Vi consiglio di leggere il libro di James Hansen "Tempeste," però facendo attenzione a una cosa. State attenti a non avere a portata di mano strumenti taglienti o contundenti mentre lo leggete; altrimenti potreste essere tentati di usarli contro voi stessi.

Quello di Hansen è un libro complesso e che affronta una molteplicità di argomenti; sia politici che scientifici. Il nocciolo della faccenda è - comunque - l'accusa che fa Hansen ai suoi colleghi climatologi di essere troppo conservativi, di non voler raccontare in pubblico i rischi che corriamo con il riscaldamento globale. Ovvero, secondo Hansen, i rischi potrebbero essere molto più gravi e immediati di quanto uno non si possa rendere conto dai rapporti IPCC, dai dati pubblicati e, in generale, da quello che si dice nel dibattito.

*Record forniti*.

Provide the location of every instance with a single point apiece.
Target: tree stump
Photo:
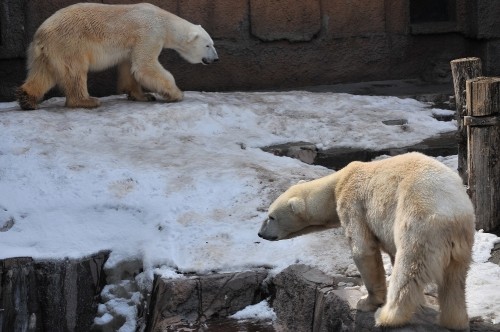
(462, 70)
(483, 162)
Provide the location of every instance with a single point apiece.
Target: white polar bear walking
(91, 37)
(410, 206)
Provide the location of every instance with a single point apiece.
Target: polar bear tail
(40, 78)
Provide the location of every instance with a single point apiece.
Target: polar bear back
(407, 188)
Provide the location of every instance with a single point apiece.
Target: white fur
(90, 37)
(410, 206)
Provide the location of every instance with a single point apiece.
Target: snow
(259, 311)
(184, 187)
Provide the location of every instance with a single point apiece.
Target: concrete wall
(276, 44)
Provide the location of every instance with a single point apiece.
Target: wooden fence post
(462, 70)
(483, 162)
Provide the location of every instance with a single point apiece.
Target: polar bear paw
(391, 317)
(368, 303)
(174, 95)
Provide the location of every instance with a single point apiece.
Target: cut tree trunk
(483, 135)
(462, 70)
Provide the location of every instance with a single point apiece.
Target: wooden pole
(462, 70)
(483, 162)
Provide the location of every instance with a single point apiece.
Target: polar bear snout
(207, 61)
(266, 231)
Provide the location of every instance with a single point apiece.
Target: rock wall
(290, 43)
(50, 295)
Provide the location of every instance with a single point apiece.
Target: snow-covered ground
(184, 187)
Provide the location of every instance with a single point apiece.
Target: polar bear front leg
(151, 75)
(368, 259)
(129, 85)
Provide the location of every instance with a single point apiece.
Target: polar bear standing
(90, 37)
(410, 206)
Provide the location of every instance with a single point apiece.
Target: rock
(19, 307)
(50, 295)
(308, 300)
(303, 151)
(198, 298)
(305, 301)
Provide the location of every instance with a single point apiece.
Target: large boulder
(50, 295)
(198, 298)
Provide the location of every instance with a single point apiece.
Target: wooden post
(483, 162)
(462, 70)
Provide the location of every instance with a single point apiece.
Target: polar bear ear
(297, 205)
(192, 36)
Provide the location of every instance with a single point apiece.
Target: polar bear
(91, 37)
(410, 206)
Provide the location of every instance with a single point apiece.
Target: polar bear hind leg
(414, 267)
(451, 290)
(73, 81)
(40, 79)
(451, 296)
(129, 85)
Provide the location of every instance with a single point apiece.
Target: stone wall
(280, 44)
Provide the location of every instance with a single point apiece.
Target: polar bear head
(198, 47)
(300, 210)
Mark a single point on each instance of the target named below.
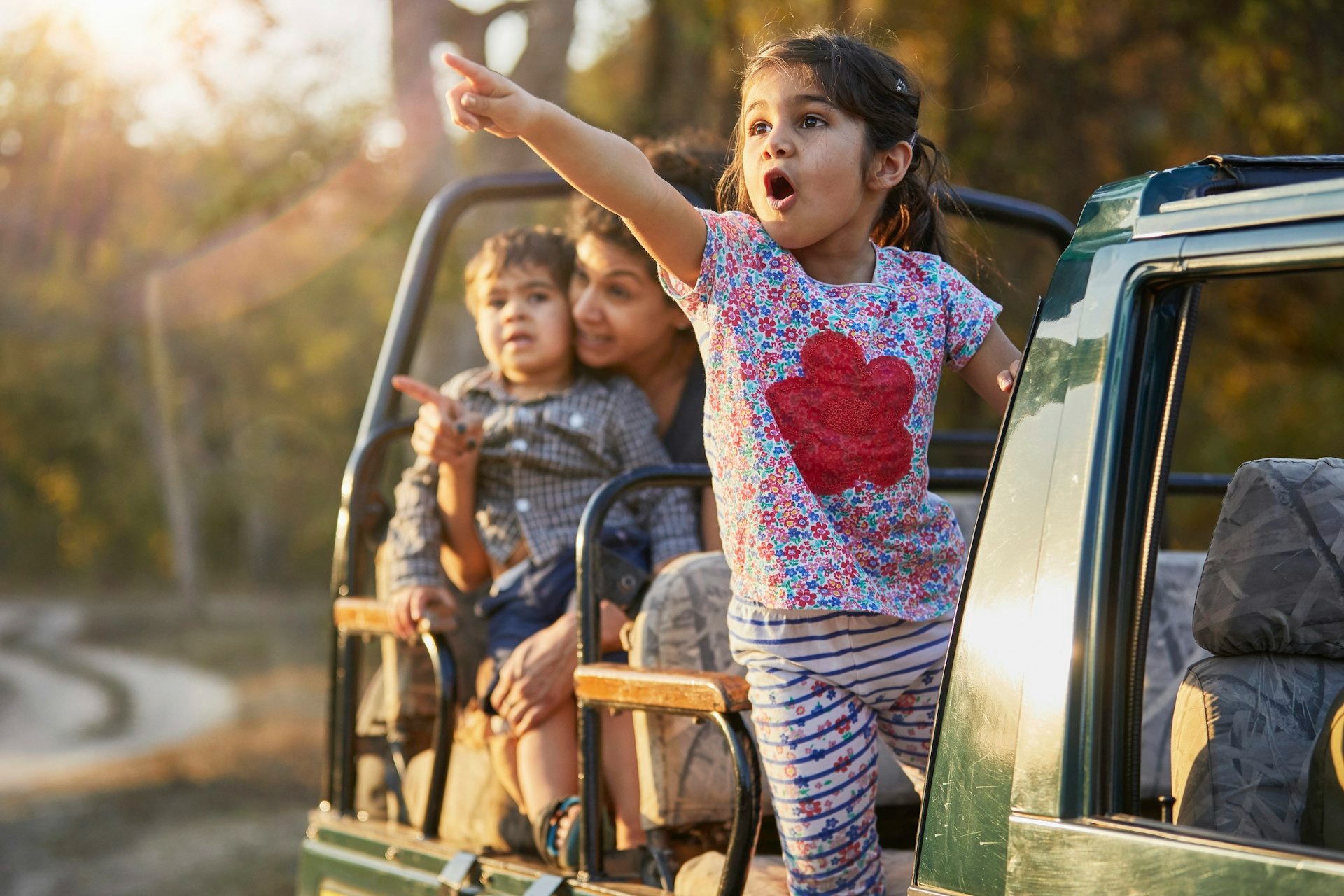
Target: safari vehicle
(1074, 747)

*Obiettivo del compito*.
Secondo l'articolo, di che cosa accusa Hansen i suoi colleghi climatologi?

*Soluzione dell'esercizio*.
Li accusa di essere troppo conservativi e di non voler raccontare in pubblico i rischi che corriamo con il riscaldamento globale.